- **Dataset items**:
----------------
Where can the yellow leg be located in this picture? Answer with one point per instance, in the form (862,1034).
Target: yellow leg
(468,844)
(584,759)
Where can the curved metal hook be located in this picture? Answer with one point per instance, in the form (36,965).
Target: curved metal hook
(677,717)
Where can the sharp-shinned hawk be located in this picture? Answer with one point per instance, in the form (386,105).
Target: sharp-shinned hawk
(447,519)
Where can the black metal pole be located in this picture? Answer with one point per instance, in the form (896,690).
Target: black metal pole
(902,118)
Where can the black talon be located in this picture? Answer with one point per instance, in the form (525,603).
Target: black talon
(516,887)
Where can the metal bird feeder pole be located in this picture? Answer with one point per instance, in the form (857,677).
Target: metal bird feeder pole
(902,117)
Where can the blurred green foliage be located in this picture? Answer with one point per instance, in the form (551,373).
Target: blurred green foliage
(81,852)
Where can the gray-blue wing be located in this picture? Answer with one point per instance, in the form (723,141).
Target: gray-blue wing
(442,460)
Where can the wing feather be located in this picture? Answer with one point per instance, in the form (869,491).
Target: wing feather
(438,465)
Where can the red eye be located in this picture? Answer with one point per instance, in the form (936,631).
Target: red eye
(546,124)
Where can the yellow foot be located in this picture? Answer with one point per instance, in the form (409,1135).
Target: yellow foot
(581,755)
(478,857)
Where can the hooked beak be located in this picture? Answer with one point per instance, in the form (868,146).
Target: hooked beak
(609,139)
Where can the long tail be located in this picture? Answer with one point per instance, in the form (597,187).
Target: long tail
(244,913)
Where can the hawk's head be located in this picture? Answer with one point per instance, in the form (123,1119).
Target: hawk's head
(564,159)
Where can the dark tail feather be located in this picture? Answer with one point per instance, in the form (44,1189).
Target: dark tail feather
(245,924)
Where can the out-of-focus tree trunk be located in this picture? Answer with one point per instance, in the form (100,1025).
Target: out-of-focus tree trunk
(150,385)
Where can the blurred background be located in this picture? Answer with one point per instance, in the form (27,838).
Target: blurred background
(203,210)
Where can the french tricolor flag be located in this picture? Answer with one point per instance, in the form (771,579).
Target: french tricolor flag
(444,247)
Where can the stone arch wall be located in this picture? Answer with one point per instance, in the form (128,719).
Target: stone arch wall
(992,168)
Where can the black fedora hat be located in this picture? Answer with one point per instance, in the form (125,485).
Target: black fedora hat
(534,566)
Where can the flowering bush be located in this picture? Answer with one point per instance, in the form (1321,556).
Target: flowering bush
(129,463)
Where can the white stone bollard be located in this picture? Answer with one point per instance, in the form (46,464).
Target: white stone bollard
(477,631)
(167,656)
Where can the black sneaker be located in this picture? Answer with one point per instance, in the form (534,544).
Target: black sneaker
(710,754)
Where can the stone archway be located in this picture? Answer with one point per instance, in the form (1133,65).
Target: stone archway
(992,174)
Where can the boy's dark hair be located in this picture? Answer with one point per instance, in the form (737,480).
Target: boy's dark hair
----------------
- **TASK DESCRIPTION**: Write all of the records out again exactly.

- **WRITTEN REPLY**:
Where can the yellow leg be located in this picture? Answer with one point per instance, in the form (862,1034).
Target: yellow leg
(468,844)
(584,759)
Where can the curved metal hook be located in this picture? Answer with one point per instance, in the form (36,965).
Target: curved metal hook
(677,717)
Where can the sharp-shinned hawk be located in this picture? Answer with one point per instance, in the form (386,105).
Target: sharp-shinned hawk
(447,519)
Where can the black metal pole be located in this picture? Answer with one point per instance, in the form (896,690).
Target: black metal pole
(902,118)
Where can the black talon be located in this picture? Answer with one point per instance, in the form (525,603).
Target: black talon
(516,887)
Where can the metal bird feeder pole be located in this picture? Answer with one point per instance, in the form (857,677).
Target: metal bird feeder pole
(902,117)
Where can the blurred green foliage be located in this picture? Answer with one point per instance, in the form (551,373).
Target: blurred green foliage
(81,852)
Where can the gray-blue wing be located in this picture? Answer with one point per instance, in the form (723,141).
Target: gray-blue wing
(442,460)
Where can the wing feather be located in this picture? Answer with one point per instance, in the form (869,491).
Target: wing feather
(438,465)
Where can the red eye be located in this picture? Answer with one point per instance, in the form (936,631).
Target: red eye
(546,124)
Where can the yellow foot be located in this picture? Answer with one point per instance, in the form (409,1135).
Target: yellow foot
(581,755)
(478,857)
Where can the hooked beak be located in this picture? Answer with one point per instance, in the form (868,146).
Target: hooked beak
(609,139)
Where can the long tail be located in this picture? Answer with one point per instance, in the form (597,187).
Target: long tail
(244,913)
Where can the hawk's head be located in this picture? Answer with one point per instance, in the form (123,1119).
Target: hawk's head
(564,159)
Where can the dark tail feather be located in this picture? Answer with one point per instance, in the form (44,1189).
Target: dark tail feather
(245,924)
Where can the out-of-focus tree trunk be located in this picture? Answer with one point per instance, in the form (100,1025).
Target: out-of-focus tree trunk
(150,385)
Where can the blurred background be located in this picture? Answer with one point per instance, in the form (27,838).
Target: blurred background
(203,210)
Where can the french tricolor flag be located in this picture? Answer with one point per instance, in the form (771,579).
Target: french tricolor flag
(444,247)
Where can the stone arch wall be located in this picture? Answer with one point per instance, in the form (128,719).
Target: stone arch wall
(992,168)
Where can the black fedora hat be located in this picture? Answer with one point per instance, in the form (125,485).
Target: black fedora hat
(534,566)
Where can the flowering bush be located in this picture? Answer with one point per instance, in the form (1321,556).
Target: flowering bush
(129,463)
Where can the white stone bollard be located in this picture? Answer with one point per instance, in the form (46,464).
Target: white stone bollard
(477,631)
(167,656)
Where can the black sneaker be located in this picture? Answer with one point per instance, in the form (534,544).
Target: black sneaker
(710,754)
Where can the stone archway be located in this picture? Answer with one point per instance, in the form (1133,65).
Target: stone archway
(992,174)
Where can the boy's dark hair be located in this picture? Answer with one point per instance, in the form (737,480).
Target: boy's dark hair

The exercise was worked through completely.